▸ Your task: Print the lines of the listing that run from the one containing "bun in the photo above." through the one containing "(1113, 418)", inclusive, copying them exactly and giving nothing else.

BEGIN Dataset entries

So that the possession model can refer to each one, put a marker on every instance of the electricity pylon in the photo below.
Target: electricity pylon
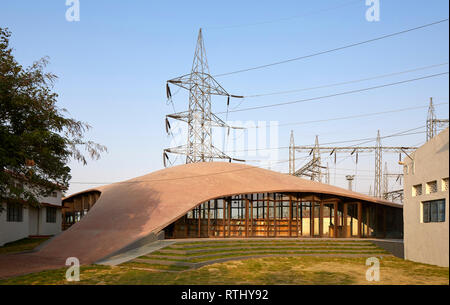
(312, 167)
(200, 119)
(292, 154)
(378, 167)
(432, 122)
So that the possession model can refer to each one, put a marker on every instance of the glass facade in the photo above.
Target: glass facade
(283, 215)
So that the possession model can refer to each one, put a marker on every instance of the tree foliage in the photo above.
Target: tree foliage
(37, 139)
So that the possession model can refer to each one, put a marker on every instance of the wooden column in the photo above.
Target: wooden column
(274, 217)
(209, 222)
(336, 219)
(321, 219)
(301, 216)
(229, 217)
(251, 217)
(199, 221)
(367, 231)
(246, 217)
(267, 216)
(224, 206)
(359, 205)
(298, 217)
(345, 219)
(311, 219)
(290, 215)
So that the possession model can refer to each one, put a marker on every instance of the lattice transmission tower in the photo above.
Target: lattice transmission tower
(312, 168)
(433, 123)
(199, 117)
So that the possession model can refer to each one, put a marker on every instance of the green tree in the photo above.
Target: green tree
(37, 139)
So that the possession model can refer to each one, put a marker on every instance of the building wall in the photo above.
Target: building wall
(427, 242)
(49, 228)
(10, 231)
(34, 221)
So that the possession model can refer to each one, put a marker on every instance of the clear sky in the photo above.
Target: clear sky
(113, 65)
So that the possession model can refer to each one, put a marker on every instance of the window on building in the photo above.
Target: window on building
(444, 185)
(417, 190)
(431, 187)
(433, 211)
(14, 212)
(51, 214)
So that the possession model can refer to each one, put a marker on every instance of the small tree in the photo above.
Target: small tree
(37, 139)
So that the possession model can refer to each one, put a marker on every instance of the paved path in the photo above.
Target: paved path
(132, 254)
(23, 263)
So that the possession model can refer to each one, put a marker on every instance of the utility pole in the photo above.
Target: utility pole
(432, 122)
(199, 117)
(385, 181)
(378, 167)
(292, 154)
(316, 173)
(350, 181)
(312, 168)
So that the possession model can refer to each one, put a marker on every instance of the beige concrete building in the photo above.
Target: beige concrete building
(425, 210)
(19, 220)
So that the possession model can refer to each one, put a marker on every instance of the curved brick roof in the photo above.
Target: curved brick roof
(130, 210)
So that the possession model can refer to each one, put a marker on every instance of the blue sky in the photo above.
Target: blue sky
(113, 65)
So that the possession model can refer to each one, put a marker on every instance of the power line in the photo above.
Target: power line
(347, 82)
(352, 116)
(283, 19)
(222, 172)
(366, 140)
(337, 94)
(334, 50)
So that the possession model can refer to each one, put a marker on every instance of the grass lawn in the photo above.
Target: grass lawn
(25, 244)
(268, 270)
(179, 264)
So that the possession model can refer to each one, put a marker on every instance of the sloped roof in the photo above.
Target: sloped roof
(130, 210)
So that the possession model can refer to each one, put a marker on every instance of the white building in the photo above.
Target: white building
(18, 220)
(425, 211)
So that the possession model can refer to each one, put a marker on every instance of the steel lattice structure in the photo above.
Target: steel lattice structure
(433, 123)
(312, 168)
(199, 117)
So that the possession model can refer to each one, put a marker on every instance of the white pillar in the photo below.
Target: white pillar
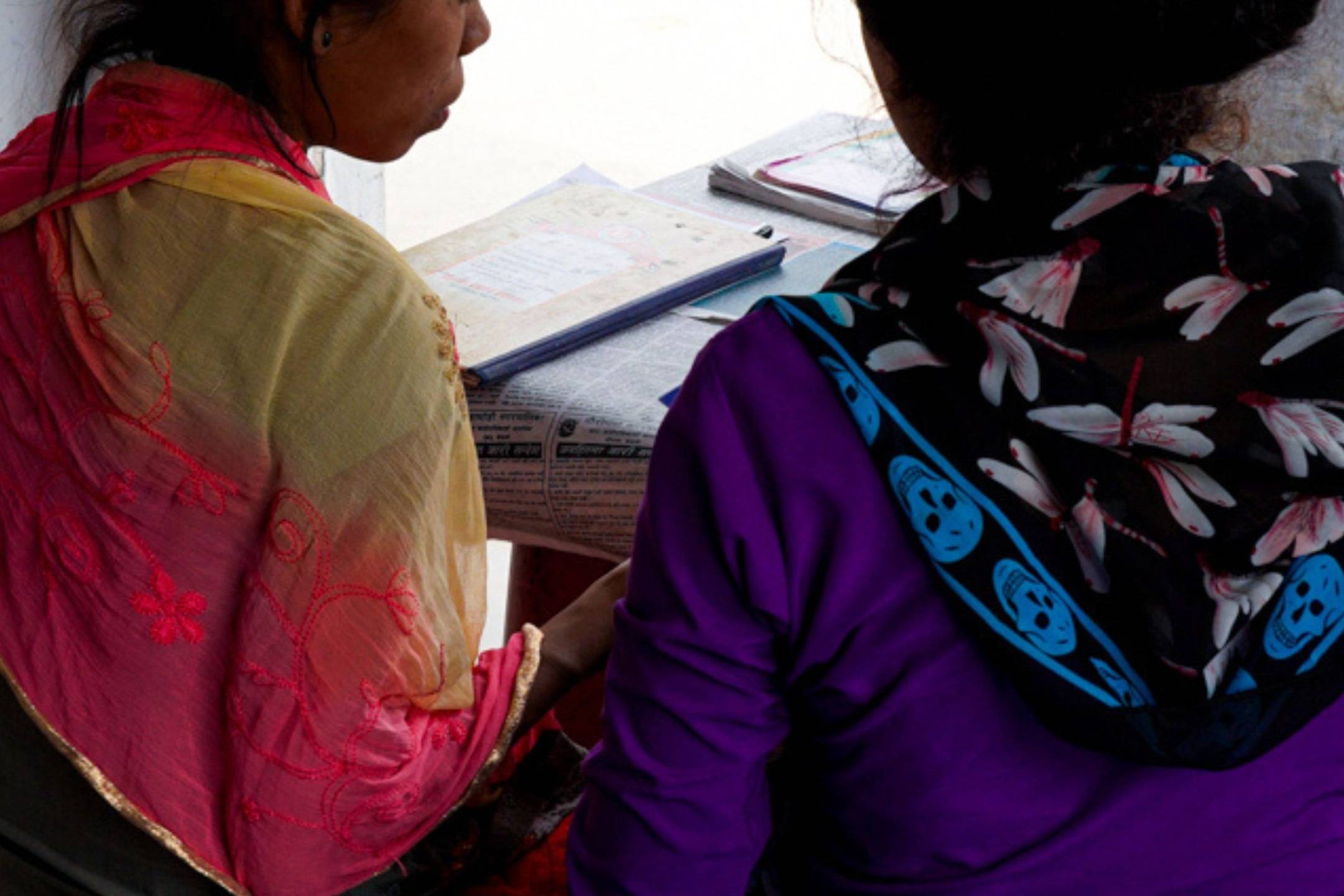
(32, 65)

END Dataset entries
BEGIN Dataset entries

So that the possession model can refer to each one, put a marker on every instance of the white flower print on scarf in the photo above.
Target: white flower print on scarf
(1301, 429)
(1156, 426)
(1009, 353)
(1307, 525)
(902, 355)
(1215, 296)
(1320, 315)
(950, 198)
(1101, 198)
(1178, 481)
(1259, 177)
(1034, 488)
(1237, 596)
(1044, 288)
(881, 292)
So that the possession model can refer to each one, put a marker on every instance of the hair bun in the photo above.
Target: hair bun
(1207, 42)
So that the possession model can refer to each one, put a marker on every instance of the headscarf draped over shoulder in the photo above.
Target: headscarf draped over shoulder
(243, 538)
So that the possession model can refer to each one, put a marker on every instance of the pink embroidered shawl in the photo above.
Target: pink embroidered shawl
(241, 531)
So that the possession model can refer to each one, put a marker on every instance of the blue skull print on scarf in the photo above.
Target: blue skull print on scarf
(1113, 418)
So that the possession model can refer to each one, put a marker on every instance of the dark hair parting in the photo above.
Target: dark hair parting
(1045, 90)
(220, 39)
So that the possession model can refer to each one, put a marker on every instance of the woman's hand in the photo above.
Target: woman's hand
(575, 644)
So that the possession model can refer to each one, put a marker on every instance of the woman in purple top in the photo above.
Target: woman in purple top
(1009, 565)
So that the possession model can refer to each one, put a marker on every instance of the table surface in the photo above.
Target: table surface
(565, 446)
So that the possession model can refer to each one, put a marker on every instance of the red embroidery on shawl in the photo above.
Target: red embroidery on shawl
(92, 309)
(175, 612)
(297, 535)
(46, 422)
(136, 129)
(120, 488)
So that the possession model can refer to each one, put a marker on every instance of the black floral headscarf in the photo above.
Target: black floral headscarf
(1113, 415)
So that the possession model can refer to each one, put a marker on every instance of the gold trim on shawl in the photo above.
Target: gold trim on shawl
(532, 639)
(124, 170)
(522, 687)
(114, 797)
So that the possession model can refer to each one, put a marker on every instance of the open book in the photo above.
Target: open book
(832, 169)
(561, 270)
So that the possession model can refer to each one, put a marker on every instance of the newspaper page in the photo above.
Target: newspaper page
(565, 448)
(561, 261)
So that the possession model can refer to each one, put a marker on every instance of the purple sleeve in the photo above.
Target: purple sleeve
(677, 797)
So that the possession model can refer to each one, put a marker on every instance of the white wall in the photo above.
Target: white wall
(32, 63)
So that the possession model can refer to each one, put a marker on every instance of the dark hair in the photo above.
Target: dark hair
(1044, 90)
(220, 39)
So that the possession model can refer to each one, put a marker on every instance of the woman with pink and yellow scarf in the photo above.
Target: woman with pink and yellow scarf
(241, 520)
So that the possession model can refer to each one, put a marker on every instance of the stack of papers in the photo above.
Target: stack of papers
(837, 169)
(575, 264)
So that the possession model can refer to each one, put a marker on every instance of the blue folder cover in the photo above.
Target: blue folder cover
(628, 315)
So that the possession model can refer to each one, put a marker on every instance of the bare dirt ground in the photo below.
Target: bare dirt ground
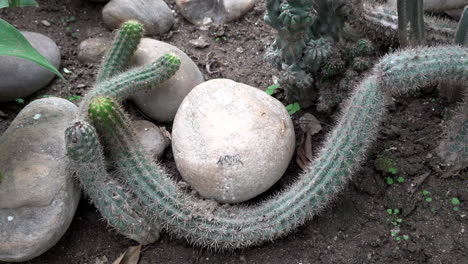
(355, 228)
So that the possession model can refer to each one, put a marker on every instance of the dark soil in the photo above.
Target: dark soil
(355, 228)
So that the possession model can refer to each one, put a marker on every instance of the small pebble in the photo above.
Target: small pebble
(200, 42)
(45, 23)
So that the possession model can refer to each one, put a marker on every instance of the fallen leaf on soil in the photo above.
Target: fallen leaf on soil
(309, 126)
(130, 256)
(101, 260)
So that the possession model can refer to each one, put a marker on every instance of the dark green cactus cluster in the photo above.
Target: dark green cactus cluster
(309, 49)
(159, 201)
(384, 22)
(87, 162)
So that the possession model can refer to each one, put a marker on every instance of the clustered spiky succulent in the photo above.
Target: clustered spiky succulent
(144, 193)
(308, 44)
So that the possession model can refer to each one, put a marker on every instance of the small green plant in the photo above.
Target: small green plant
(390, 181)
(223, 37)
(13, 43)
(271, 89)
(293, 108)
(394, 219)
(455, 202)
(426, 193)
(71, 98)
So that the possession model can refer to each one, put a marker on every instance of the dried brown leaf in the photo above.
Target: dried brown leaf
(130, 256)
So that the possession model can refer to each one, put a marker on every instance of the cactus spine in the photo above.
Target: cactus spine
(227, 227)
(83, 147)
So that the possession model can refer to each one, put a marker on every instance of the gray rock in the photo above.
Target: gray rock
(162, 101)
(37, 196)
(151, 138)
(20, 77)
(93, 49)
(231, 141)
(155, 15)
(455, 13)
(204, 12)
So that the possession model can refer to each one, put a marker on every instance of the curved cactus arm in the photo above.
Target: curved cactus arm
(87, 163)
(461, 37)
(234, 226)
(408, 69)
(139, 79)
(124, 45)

END Dataset entries

▸ Solution to the exercise:
So that the possession model can refer to each one, put a marker on every instance of the hair bun in the photo above.
Target: hair bun
(1207, 42)
So that the possession model can refer to each one, put a marker on every instance of the headscarf draped over shoulder in the photo above.
Target: headscarf draped over shoulder
(243, 538)
So that the possession model can refer to each one, put a marker on every instance of the pink embroidered shawl in the photo above.
Target: pink embroidered shawl
(241, 531)
So that the possession model can refer to each one, put a marker on every instance of the blue skull print on scarf in the photo above.
Target: blue skull print on scarf
(1113, 418)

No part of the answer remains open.